I mean this literally. Whether it’s ensuring investor faith in the Treasury’s ability to collect revenue or avoiding the $4 trillion tax hike that would have happened had Congress let the bulk of the 2017 Tax Cuts and Jobs Act expire, Bessent is willing to be Trump’s good cop on TV and bad cop in the halls of Washington, D.C.
“We recently passed the One Big Beautiful Bill,” said Ambassador Jamieson Greer, the nation’s trade representative. “I’m told what happened was Secretary Bessent went to every single legislator and said, ‘I’m going to punch you in the face.'”
This is more or less the second non-denial of a report that Bessent has brushed into physical blows with a rogue actor within the Trump administration.
Just the day before Tuesday’s fete at the Treasury, POLITICO reported that Bessent lambasted Bill Pulte, the nepo-grandbaby director of the Federal Housing Finance Agency, for badmouthing him to the president. At a swanky inaugural dinner at a new MAGA members-only club, Bessent told Pulte, “I’m gonna punch you in your f***ing face” and “f***ing beat your ass,” and demanded Pulte’s ouster from the soiree. Recall that before Elon Musk’s infamous flameout from the Department of Government Efficiency, Bessent and his fellow billionaire also allegedly brawled over the leadership of the Internal Revenue Service.
And just as press secretary Karoline Leavitt more or less conceded the validity of the report about Bessent and Musk, the White House is seemingly laughing about the tiff between Bessent and Pulte.
Why? Because, it seems, the White House understands as well as Wall Street that Bessent is Trump’s enforcer and, more importantly, the man who can actually move markets as much as he can calm them.
Threatening to punch Bill Pulte in the face is arguably a part of this strategy.
Pulte has gifted Trump multiple political weapons in the form of damning mortgage fraud allegations against Sen. Adam Schiff (D-CA) of the #Resistance and Lisa Cook of the Federal Reserve Board of Governors. But when it comes to policy, the new FHFA boss has given the mortgage industry nothing but headaches. In a slipshod style on X, Pulte has teased that Fannie Mae and Freddie Mac would count crypto holdings as assets in mortgage risk assessments and use rent payments to qualify for mortgages. Most distressingly for U.S. bondholders, Pulte was the member of the administration spearheading the movement to fire Jerome Powell as chairman of the Federal Reserve without cause.

Tasks to perform
1) Repeat part of the passage about Bessent word for word, beginning at the words "Just the day" and stopping after "Internal Revenue Service.".
2) According to the passage about Bessent, who is the nation's trade representative?
3) Resume the passage about Bessent, picking up right after its final sentence.
The material after this passage has no role in what you are asked to do.

Data listing
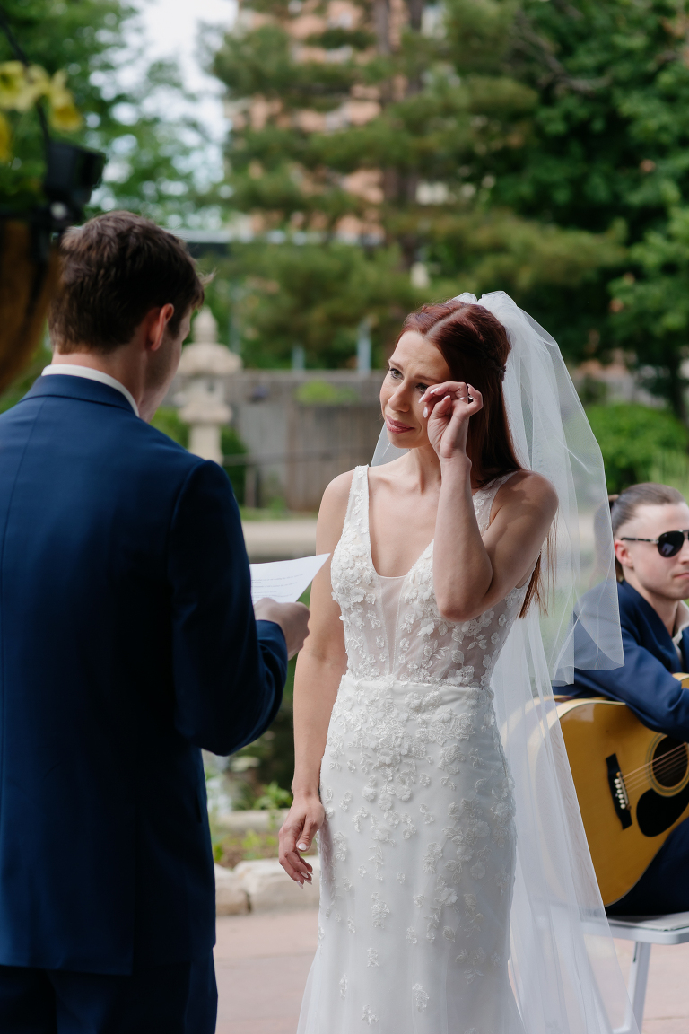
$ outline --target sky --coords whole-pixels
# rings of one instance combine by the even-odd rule
[[[193,111],[219,145],[227,132],[221,85],[206,74],[199,57],[198,32],[202,23],[229,28],[237,14],[237,0],[133,0],[147,39],[147,59],[173,58],[188,89],[197,94]],[[219,160],[219,148],[209,155]]]

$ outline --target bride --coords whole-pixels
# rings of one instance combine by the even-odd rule
[[[536,729],[541,777],[560,780],[569,793],[562,807],[577,816],[553,723],[533,717],[537,659],[531,675],[519,670],[526,647],[510,664],[512,680],[527,686],[521,722],[513,706],[495,701],[493,679],[514,621],[543,600],[541,553],[563,493],[556,475],[534,469],[533,440],[531,462],[524,447],[518,455],[503,392],[515,334],[487,306],[524,314],[502,293],[481,304],[468,297],[407,317],[380,393],[387,438],[406,452],[337,478],[318,517],[317,551],[332,562],[314,580],[296,666],[294,800],[280,831],[292,879],[311,880],[301,852],[316,832],[321,859],[319,947],[300,1034],[609,1029],[586,986],[578,912],[572,921],[575,885],[590,898],[595,883],[575,872],[588,858],[581,820],[559,853],[555,842],[567,831],[554,831],[550,861],[537,860],[550,874],[539,888],[530,883],[536,874],[525,873],[533,868],[526,854],[518,864],[521,798],[515,807],[508,760],[516,733],[506,754],[505,713],[526,729],[525,744]],[[538,692],[545,713],[546,691]],[[524,782],[533,793],[535,769]],[[525,813],[537,811],[532,804]],[[533,851],[542,815],[529,821],[521,850]],[[520,845],[522,837],[520,827]],[[572,844],[578,861],[567,861]],[[553,876],[568,864],[571,880]],[[511,959],[510,983],[518,870],[525,961],[518,971]],[[549,879],[558,900],[536,906]],[[604,923],[599,899],[588,911]],[[536,975],[534,954],[542,961]],[[544,985],[558,980],[550,1004],[529,1006],[536,985],[546,999]],[[583,996],[573,1009],[572,992]]]

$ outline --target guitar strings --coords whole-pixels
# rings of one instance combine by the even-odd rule
[[[669,754],[669,752],[668,752],[668,754]],[[641,774],[641,776],[634,774],[634,778],[626,777],[623,773],[623,779],[624,779],[624,782],[625,782],[625,786],[627,787],[628,790],[636,789],[636,787],[643,786],[643,784],[646,782],[646,780],[648,778],[648,772],[649,771],[653,771],[656,776],[662,776],[665,771],[667,771],[667,770],[669,770],[669,769],[672,768],[672,766],[676,763],[676,760],[677,760],[676,758],[669,758],[669,757],[667,757],[667,759],[663,758],[662,761],[657,761],[657,762],[655,762],[655,764],[652,761],[649,761],[649,762],[647,762],[646,765],[643,765],[640,768],[635,768],[634,769],[634,773],[636,773],[636,772],[644,772],[644,774]],[[685,772],[683,772],[683,774],[682,774],[682,779],[684,779],[685,774],[686,774],[686,769],[685,769]],[[631,773],[630,773],[630,776],[631,776]],[[678,783],[681,783],[682,779],[678,780]],[[667,787],[667,789],[669,790],[669,789],[671,789],[671,787]]]
[[[667,751],[667,753],[663,754],[662,757],[659,758],[655,763],[653,761],[647,761],[639,768],[632,768],[632,770],[627,774],[623,772],[622,778],[624,779],[627,790],[634,789],[635,787],[640,786],[645,782],[645,777],[644,776],[639,777],[638,776],[639,772],[646,773],[649,770],[652,770],[655,772],[662,773],[666,769],[671,768],[672,765],[676,763],[676,761],[679,760],[679,758],[677,758],[675,755],[679,755],[681,752],[684,752],[685,757],[687,757],[686,743],[680,743],[678,747],[672,748],[671,751]]]
[[[679,743],[677,747],[674,747],[671,751],[667,751],[666,754],[661,755],[661,757],[658,758],[658,760],[655,762],[656,768],[662,767],[664,764],[668,763],[670,761],[670,758],[672,759],[671,763],[674,764],[675,759],[672,758],[672,755],[679,754],[681,751],[687,753],[688,747],[689,744],[687,743]],[[652,767],[653,764],[654,764],[653,761],[645,761],[644,764],[640,765],[640,767],[632,768],[630,772],[627,772],[627,774],[625,776],[625,780],[630,779],[632,776],[635,776],[636,772],[640,772],[644,771],[645,769]]]
[[[632,779],[632,777],[636,776],[637,772],[648,771],[649,769],[654,769],[655,771],[663,771],[665,768],[671,767],[675,764],[675,762],[679,760],[674,755],[678,755],[681,752],[684,752],[685,757],[687,756],[686,743],[681,743],[679,747],[672,748],[671,751],[668,751],[666,754],[663,754],[660,758],[658,758],[657,761],[647,761],[645,764],[640,766],[640,768],[633,768],[627,776],[624,777],[625,782],[627,782],[627,780],[629,780],[630,783],[637,782],[636,780]]]

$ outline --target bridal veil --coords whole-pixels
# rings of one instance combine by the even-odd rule
[[[627,993],[591,861],[552,683],[624,663],[613,534],[600,449],[557,342],[502,291],[460,295],[492,312],[511,351],[504,395],[520,462],[555,486],[543,553],[547,612],[509,633],[493,675],[514,781],[516,871],[510,973],[526,1034],[612,1034]],[[402,450],[381,434],[373,463]],[[586,635],[574,633],[580,626]],[[633,1021],[632,1021],[633,1025]]]

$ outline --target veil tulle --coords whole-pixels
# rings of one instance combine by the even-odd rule
[[[527,1034],[610,1034],[628,1021],[627,992],[552,689],[572,681],[574,663],[624,664],[603,461],[551,335],[502,291],[459,300],[483,306],[506,328],[504,394],[516,455],[552,482],[560,503],[543,554],[547,613],[532,607],[514,622],[493,675],[516,803],[513,989]],[[402,455],[383,429],[372,463]],[[587,635],[576,636],[575,658],[576,626]],[[633,1021],[626,1029],[637,1034]]]

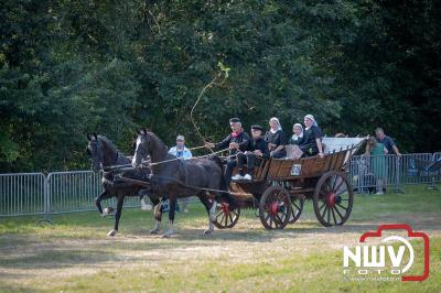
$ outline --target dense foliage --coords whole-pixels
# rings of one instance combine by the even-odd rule
[[[140,127],[200,145],[313,113],[332,135],[383,126],[404,151],[441,149],[439,1],[4,0],[0,171],[87,165],[86,133],[131,152]],[[220,72],[222,73],[222,72]],[[223,76],[225,78],[225,75]]]

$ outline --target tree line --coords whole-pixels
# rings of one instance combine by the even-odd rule
[[[219,140],[228,119],[288,134],[381,126],[404,152],[441,150],[439,1],[4,0],[0,172],[88,166],[86,133],[131,153],[150,128]],[[225,74],[225,72],[224,72]]]

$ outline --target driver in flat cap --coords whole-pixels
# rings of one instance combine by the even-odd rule
[[[232,133],[229,133],[223,141],[218,143],[205,143],[205,148],[214,150],[228,149],[230,155],[235,155],[237,152],[246,152],[251,148],[251,140],[247,132],[241,128],[239,118],[229,119],[229,127],[232,128]],[[225,183],[229,186],[232,182],[233,170],[237,165],[236,156],[232,156],[227,162],[227,167],[225,169]]]

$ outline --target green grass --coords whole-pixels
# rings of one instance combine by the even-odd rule
[[[97,213],[0,219],[0,292],[439,292],[441,193],[412,186],[404,194],[356,195],[349,221],[321,227],[312,204],[299,223],[265,230],[244,210],[230,230],[203,236],[206,213],[179,214],[172,239],[150,236],[150,213],[125,209],[120,234]],[[384,223],[408,223],[431,237],[431,275],[424,282],[345,281],[342,246]],[[413,242],[417,256],[420,242]],[[416,264],[420,272],[422,263]]]

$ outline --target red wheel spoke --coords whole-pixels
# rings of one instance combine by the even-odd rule
[[[228,213],[228,217],[229,217],[229,220],[233,223],[234,220],[233,220],[232,213]]]
[[[327,205],[325,206],[323,214],[322,214],[322,218],[324,219],[324,216],[326,215],[326,210],[327,210]]]
[[[341,208],[343,208],[344,210],[347,211],[347,208],[346,208],[346,207],[342,206],[341,204],[336,204],[336,205],[340,206]]]
[[[331,211],[332,211],[332,217],[334,219],[334,225],[337,225],[337,220],[335,218],[335,213],[334,213],[334,209],[332,207],[331,207]]]
[[[329,208],[329,210],[327,210],[327,224],[330,224],[331,223],[331,210],[330,210],[331,208]]]
[[[343,183],[345,183],[344,180],[342,180],[342,181],[340,182],[338,186],[337,186],[334,191],[335,191],[335,192],[338,192],[338,188],[342,186]],[[337,193],[337,195],[341,195],[341,193],[340,193],[340,194]]]
[[[342,214],[340,214],[337,206],[334,206],[334,208],[335,208],[335,211],[338,214],[340,218],[343,219],[344,217],[342,216]]]
[[[222,219],[219,220],[219,224],[224,221],[225,216],[226,216],[225,214],[222,214]]]

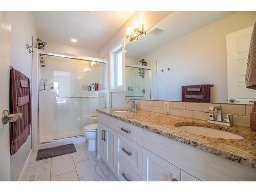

Final results
1)
Just the day before Tuesday’s fete at the Treasury, POLITICO reported that Bessent lambasted Bill Pulte, the nepo-grandbaby director of the Federal Housing Finance Agency, for badmouthing him to the president. At a swanky inaugural dinner at a new MAGA members-only club, Bessent told Pulte, “I’m gonna punch you in your f***ing face” and “f***ing beat your ass,” and demanded Pulte’s ouster from the soiree. Recall that before Elon Musk’s infamous flameout from the Department of Government Efficiency, Bessent and his fellow billionaire also allegedly brawled over the leadership of the Internal Revenue Service.

2) Ambassador Jamieson Greer.

3)
Bessent has correctly balked at all of this, not because anybody believes that Powell has not been too late to respond to the deterioration of the labor market, but rather because Bessent has one existential goal for the next four years: to minimize the rate of interest charged to American taxpayers as we finance a $37 trillion national debt.
Every one of Bessent’s decisions, speeches, television hits, and yes, even strategic media leaks, is designed to maintain the value of the $29 trillion U.S. Treasurys market by keeping bond yields low. When Pulte terrifies investors into believing that the Fed will become beholden to political interests and allow inflation to rise as a result, that achieves the opposite. Similarly, Bessent could not allow the bond market to believe that Musk and DOGE could take over and gut the IRS’s ability to keep the Treasury’s coffers full.
Outside observers will joke that the stock market is more of a game of gambling than a science, but the bond market is arguably even more capricious in the causes of its volatility. Whereas individual equities can rise in response to a new product launch or a good earnings report, bond yields, which move inversely to the value of a bond, fall based on the broad trust of investors in the ability of the U.S. government to pay back its debt. This requires recouping enough taxes to stabilize our deficit without hampering economic growth, faith that the Fed will balance price stability with full employment, and trust in the U.S. dollar’s century-long status as the world’s reserve currency.
And Bessent has to do all of this without actually being able to reform the mandatory spending that Congress and Trump both adamantly refuse to touch.
So when Bessent invites House Speaker Mike Johnson (R-LA), multiple Republican senators, Fox News star Laura Ingraham, and a dozen other top Republican politicians and policy wonks to pay homage to one of the last and most visible living legends of the Reaganomics Renaissance, that is a promise for the future as much as it is a tribute to the past.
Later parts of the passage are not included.